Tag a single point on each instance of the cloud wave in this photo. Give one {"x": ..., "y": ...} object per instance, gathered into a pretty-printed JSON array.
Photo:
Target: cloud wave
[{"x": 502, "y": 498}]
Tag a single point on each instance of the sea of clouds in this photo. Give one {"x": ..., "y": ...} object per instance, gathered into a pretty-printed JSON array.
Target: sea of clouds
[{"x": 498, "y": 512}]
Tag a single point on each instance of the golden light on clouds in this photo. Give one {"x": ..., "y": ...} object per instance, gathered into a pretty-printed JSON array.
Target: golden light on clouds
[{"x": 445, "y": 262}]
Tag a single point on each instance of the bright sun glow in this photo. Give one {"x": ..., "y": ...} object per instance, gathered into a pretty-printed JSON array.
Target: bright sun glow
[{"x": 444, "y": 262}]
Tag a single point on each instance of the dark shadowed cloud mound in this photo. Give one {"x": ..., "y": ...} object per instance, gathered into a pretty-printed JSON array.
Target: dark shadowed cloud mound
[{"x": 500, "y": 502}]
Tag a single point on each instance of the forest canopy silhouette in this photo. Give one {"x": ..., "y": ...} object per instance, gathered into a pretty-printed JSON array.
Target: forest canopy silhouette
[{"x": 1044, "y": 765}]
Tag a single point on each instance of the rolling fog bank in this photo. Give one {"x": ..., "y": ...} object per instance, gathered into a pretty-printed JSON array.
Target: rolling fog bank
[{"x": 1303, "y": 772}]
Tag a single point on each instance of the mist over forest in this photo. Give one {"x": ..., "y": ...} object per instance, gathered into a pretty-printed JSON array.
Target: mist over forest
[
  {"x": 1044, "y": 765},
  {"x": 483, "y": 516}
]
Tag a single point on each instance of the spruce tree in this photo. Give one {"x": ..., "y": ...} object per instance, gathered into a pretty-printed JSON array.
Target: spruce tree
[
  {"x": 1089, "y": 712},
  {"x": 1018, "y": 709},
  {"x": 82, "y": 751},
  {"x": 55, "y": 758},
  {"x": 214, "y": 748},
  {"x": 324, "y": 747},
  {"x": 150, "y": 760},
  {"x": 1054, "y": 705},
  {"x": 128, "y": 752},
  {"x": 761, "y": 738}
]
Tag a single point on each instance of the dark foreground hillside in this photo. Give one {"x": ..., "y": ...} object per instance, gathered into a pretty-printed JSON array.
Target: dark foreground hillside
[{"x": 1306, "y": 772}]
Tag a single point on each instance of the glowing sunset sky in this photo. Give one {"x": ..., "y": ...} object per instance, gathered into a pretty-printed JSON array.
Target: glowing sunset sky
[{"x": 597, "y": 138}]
******************************
▸ **WHAT YOU SHOULD DO**: Output all of the entries without altering a single word.

▸ **SOLUTION**:
Tag a single point on each instance of the cloud wave in this photo. Give one {"x": ..., "y": ...} object per instance, gathered into a pretty-printed JSON array.
Photo:
Target: cloud wave
[{"x": 502, "y": 498}]
Tag a single point on each instance of the sea of clouds in this photo. Give one {"x": ..., "y": ...} object per instance, gathered into a pretty-printed JSON array.
Target: sea of clouds
[{"x": 498, "y": 512}]
Tag a single point on each instance of the golden light on clouds in this photo. Give one {"x": ..., "y": ...} object per instance, gathered into a pretty-printed JSON array.
Target: golden light on clouds
[{"x": 445, "y": 262}]
Tag a single point on each instance of the bright sun glow in this photo. Give one {"x": ..., "y": ...} object per instance, gathered into a pretty-printed JSON array.
Target: bright sun glow
[{"x": 444, "y": 262}]
Tag a single point on each instance of the dark shadowed cloud mound in this photo. Give one {"x": ..., "y": ...} object per instance, gathered into a pretty-printed JSON array.
Target: dark shadowed cloud mound
[{"x": 500, "y": 502}]
Tag a single point on each instance of the forest canopy silhouette in this photo. Give one {"x": ..., "y": ...} object per instance, gathered into a pretty-printed JSON array.
Target: forest canopy silhouette
[{"x": 1044, "y": 765}]
Tag a single point on each instance of the rolling fog bank in this photo. Give one {"x": ..., "y": ...} object per instance, gathered into a pretty-printed JSON array.
Target: rolling fog bank
[{"x": 1303, "y": 772}]
Tag a single point on each instance of the mist over forest in this photo. Give one {"x": ..., "y": ...} object per instance, gathered into a pretty-printed JSON array.
Target: mist over forest
[
  {"x": 1044, "y": 765},
  {"x": 483, "y": 516}
]
Tag a single point on each instance of the spruce tree in this photo. Give one {"x": ..., "y": ...} object per instance, gathered into a pretty-printed JSON array.
Target: spruce tree
[
  {"x": 1089, "y": 712},
  {"x": 1018, "y": 709},
  {"x": 82, "y": 751},
  {"x": 55, "y": 758},
  {"x": 214, "y": 748},
  {"x": 324, "y": 747},
  {"x": 150, "y": 760},
  {"x": 1054, "y": 705},
  {"x": 128, "y": 752},
  {"x": 761, "y": 738}
]
Tag a single point on each instance of the dark foreground hillside in this photo. Give one {"x": ..., "y": ...} object per instance, gathered into a pretty-printed JSON array.
Target: dark foreground hillside
[{"x": 1306, "y": 772}]
Tag a single point on each instance of the glowing sunset sky in this photo. Give one {"x": ..., "y": ...} object per instance, gathered into a pretty-printed JSON array.
Target: glowing sunset sky
[{"x": 597, "y": 138}]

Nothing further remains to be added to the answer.